## SUPPLIED DATA

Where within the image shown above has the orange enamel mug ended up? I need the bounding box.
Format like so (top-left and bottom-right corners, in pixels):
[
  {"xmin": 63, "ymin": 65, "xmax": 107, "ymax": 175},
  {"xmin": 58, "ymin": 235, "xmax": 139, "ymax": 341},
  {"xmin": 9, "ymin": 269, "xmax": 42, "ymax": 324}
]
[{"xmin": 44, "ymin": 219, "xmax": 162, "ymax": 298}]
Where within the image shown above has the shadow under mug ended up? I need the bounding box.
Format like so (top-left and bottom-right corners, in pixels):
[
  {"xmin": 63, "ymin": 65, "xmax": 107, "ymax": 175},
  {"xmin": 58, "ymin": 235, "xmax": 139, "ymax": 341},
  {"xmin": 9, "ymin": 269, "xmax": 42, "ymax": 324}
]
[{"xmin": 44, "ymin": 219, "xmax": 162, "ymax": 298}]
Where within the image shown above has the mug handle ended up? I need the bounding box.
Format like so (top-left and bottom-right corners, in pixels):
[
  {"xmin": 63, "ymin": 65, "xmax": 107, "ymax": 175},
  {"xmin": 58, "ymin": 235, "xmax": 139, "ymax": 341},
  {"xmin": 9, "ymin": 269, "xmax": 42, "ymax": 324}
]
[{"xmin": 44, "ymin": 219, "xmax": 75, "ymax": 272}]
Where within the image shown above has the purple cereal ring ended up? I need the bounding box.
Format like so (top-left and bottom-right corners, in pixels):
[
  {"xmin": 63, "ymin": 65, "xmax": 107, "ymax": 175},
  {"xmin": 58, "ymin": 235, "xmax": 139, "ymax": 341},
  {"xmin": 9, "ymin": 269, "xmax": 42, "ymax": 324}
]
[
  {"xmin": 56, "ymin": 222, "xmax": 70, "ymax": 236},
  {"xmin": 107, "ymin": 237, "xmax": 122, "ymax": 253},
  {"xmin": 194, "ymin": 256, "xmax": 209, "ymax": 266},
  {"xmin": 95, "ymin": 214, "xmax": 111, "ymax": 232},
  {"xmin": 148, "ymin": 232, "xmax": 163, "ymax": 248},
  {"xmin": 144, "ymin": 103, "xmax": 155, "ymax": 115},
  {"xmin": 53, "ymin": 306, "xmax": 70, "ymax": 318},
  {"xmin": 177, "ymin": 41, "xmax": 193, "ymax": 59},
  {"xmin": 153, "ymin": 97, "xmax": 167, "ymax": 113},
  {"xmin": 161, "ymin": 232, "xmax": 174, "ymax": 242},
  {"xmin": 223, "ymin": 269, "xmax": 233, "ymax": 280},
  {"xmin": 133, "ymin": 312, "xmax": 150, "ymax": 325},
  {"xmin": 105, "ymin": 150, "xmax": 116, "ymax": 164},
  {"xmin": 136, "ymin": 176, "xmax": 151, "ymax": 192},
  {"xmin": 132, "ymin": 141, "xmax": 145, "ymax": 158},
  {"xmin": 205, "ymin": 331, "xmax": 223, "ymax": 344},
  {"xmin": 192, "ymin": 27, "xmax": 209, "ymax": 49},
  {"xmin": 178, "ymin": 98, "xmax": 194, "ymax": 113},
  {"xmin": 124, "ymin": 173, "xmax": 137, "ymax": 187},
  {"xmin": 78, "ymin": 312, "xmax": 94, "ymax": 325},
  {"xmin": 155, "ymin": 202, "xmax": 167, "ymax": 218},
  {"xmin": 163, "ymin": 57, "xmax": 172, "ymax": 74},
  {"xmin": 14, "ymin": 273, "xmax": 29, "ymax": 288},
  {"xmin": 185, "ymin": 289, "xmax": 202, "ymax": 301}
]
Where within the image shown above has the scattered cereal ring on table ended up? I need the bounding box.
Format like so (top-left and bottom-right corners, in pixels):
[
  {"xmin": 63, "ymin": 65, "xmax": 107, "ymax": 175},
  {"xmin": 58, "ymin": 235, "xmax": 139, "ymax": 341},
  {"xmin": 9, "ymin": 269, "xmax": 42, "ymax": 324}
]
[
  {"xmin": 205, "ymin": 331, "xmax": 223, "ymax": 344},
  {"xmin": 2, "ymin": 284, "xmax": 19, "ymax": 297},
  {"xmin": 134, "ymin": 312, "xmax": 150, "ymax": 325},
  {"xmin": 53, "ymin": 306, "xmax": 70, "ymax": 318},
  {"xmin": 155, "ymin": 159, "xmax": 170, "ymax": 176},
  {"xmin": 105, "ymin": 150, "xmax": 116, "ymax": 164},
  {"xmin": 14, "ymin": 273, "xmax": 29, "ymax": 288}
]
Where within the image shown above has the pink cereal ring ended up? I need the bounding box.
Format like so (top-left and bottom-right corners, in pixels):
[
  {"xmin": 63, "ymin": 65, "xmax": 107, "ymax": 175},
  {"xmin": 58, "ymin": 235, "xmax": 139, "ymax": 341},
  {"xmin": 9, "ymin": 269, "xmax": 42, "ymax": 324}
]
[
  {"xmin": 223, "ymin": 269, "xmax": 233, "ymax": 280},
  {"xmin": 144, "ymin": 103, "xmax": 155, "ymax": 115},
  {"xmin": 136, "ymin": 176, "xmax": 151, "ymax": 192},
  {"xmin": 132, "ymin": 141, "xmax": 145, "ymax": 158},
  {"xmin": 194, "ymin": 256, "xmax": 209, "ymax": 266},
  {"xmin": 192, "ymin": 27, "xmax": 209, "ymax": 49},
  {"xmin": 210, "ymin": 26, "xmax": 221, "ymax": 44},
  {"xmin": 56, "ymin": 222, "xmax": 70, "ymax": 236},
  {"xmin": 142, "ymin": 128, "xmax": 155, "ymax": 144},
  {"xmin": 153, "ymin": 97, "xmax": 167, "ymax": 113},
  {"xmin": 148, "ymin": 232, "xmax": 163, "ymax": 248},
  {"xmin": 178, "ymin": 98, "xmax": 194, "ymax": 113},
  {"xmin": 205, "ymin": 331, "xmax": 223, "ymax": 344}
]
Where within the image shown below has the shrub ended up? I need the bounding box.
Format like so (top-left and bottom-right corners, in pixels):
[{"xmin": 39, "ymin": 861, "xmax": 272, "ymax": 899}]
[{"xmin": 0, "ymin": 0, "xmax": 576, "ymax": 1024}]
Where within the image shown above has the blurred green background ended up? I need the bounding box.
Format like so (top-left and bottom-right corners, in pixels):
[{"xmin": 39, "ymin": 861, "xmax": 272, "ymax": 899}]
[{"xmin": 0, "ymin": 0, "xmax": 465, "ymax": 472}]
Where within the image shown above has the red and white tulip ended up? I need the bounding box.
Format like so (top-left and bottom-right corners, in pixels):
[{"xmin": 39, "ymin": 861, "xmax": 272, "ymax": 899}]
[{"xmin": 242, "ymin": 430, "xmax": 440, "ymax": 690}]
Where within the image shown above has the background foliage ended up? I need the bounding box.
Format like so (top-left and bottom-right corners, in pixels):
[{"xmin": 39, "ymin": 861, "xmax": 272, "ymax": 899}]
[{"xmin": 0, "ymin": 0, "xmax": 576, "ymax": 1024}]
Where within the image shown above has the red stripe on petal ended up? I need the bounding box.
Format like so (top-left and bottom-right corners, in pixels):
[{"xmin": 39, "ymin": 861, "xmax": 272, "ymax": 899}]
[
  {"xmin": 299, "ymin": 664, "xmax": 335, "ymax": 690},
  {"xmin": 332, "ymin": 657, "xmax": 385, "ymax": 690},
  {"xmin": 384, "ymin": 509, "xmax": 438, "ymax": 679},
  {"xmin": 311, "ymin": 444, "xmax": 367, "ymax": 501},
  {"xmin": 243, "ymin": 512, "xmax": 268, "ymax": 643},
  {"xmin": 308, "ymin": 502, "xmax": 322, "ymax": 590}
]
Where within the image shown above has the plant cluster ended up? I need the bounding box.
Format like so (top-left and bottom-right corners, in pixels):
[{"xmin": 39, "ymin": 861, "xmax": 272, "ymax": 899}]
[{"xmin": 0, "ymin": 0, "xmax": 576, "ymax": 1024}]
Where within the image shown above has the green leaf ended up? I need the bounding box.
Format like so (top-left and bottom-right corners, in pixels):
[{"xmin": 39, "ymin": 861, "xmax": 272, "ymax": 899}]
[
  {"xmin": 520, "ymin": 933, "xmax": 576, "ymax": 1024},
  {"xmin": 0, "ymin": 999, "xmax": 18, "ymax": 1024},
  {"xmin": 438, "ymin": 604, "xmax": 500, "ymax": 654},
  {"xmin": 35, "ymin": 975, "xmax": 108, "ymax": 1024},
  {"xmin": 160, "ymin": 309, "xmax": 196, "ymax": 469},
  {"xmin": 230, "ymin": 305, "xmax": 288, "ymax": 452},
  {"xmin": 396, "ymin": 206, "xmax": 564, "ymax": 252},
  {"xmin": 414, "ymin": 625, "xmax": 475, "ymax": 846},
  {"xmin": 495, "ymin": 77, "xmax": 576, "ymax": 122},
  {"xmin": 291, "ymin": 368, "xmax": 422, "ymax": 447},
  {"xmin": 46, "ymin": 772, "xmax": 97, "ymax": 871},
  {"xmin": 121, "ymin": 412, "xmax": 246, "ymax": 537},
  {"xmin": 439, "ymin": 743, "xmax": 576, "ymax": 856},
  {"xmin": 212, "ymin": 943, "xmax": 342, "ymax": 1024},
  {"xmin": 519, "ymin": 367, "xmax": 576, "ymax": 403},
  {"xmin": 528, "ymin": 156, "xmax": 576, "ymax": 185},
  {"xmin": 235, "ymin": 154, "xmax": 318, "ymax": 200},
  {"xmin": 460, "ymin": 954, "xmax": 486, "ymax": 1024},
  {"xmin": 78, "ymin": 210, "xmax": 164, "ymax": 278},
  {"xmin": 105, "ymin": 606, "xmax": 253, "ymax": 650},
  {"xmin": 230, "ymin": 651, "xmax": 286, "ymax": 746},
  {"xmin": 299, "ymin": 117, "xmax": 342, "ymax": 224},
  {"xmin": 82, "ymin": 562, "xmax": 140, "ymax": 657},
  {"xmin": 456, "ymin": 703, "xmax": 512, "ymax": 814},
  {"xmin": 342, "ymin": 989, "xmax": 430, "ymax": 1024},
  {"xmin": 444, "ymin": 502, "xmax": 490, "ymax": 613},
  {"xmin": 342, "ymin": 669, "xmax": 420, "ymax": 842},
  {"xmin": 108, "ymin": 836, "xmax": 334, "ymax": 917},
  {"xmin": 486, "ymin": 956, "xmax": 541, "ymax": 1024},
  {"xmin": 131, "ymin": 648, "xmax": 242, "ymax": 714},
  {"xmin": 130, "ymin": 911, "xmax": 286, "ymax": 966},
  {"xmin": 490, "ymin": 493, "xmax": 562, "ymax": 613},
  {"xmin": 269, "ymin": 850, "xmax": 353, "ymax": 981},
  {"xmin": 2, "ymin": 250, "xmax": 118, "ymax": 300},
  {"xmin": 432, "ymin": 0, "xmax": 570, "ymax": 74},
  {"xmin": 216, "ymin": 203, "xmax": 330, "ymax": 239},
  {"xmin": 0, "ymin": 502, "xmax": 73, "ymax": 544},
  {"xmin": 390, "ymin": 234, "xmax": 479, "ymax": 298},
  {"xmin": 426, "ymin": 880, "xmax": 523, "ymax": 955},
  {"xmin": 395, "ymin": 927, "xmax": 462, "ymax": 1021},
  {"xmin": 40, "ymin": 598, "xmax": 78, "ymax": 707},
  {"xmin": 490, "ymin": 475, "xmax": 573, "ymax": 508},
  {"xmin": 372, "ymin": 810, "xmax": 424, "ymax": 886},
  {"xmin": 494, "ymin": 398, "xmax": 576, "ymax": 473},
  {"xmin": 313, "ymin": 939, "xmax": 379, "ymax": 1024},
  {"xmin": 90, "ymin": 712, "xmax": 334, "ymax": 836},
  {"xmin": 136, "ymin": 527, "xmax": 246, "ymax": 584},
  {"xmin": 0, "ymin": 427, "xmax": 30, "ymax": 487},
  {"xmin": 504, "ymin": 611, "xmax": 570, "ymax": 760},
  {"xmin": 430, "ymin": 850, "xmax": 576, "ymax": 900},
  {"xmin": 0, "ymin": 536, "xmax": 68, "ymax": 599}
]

## DIRECTION
Pull out every line of the data above that contains the string "green". Treat uppercase and lowercase as different.

## EXPECTED OUTPUT
Where within the image shown above has the blurred green background ended up? I need the bounding box.
Where within the image shown above has the green leaf ended up? I need the bounding box.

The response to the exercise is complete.